--- Dataset extract Enclosed Below ---

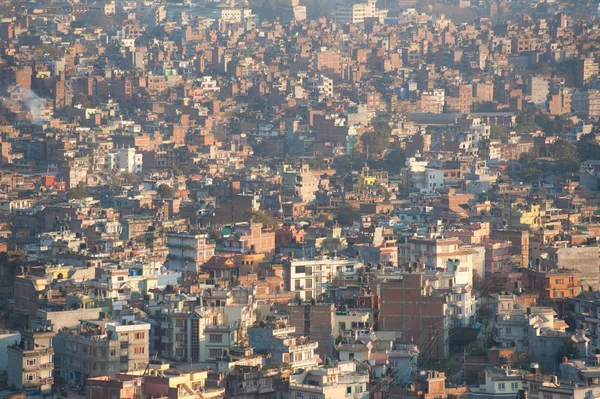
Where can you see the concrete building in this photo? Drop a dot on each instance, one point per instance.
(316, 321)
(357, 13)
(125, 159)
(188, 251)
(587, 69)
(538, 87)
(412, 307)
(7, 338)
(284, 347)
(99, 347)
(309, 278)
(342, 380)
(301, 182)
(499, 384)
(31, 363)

--- End of Enclosed Dataset extract ---
--- Dataset extract Enclosed Below ---

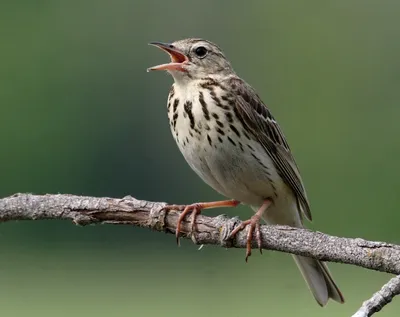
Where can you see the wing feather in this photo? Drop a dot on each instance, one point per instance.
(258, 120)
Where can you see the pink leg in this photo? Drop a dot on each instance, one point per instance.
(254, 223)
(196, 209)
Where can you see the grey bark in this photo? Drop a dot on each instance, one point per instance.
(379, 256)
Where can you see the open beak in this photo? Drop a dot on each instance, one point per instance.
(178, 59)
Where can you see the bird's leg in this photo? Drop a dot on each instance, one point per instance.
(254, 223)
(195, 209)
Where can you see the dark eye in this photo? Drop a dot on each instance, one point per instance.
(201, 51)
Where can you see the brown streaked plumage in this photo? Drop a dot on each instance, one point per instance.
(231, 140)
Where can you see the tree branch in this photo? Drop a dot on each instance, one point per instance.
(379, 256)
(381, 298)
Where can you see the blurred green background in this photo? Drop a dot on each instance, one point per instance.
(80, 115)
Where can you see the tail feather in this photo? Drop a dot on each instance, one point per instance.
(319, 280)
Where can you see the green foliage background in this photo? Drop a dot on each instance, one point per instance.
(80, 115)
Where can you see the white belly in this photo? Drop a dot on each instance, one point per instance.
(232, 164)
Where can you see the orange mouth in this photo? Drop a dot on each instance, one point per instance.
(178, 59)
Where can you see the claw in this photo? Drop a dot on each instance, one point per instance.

--- End of Enclosed Dataset extract ---

> [What the task requires] Look through the material above and print exactly the lines from the one containing "Where can you see the dark" to the one containing "Where can you see the claw", both included, and nothing more.

> [Task response]
Where can you see the dark eye in this photo? Drop a dot on each instance, one point per instance.
(201, 51)
Where can you see the brown streaked plumage in this photo? Drop a dot on each instance, one point per instance.
(231, 140)
Where can you see the tree branch in this photo? Drop a dot on each instance, one point per instance.
(379, 256)
(381, 298)
Where can you see the blurred green background in this photo? Drop a dot on each instance, one point per instance.
(80, 115)
Where can you see the tail feather in this photo? Drop a dot on each instance, one point per instance.
(319, 280)
Where can you see the green foliage background in this photo? Drop a dot on each instance, one point per instance.
(80, 115)
Where can you see the white belly in this photo? Drop a dot on each instance, one point per instance.
(232, 164)
Where can you see the orange mouth in this photo? Drop a dot on each instance, one point per instance.
(178, 59)
Where can you see the claw in this photo? Drop a dot on each instance, one point per instance.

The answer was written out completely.